TEXT SHOWN:
The long reach of Thomas Piketty

Interesting and thoughtful survey article by Marshall Steinbaum in the Boston Review on the strangely cool response of the economics profession to Piketty’s magnum opus, Capital in the Twenty First Century. Conclusion:

So where does that leave us, and specifically, where does it leave Capital in the Twenty-First Century, three years after its publication? It seems strange, perverse even, to say that its influence has been “quiet” when it has had great influence on public debate. But what this tour of the landscape of academic economics tells us is that, despite its hostile reception, Piketty’s influence, and that of this book in particular, continues to grow in the academic realm and is not likely to wither and die anytime soon—much as that might pain the harshest critics or the many more who have kept their distance.

COLLECTED MATERIAL:
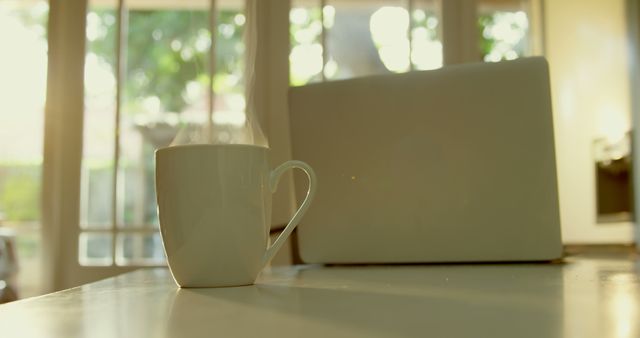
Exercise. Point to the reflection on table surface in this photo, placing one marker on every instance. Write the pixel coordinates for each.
(580, 297)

THE PROBLEM:
Please set down the passage from the Piketty post word for word, beginning at the words "The long reach" and stopping after "kept their distance.". The listing isn't needed here.

CORRECT RESULT:
The long reach of Thomas Piketty

Interesting and thoughtful survey article by Marshall Steinbaum in the Boston Review on the strangely cool response of the economics profession to Piketty’s magnum opus, Capital in the Twenty First Century. Conclusion:

So where does that leave us, and specifically, where does it leave Capital in the Twenty-First Century, three years after its publication? It seems strange, perverse even, to say that its influence has been “quiet” when it has had great influence on public debate. But what this tour of the landscape of academic economics tells us is that, despite its hostile reception, Piketty’s influence, and that of this book in particular, continues to grow in the academic realm and is not likely to wither and die anytime soon—much as that might pain the harshest critics or the many more who have kept their distance.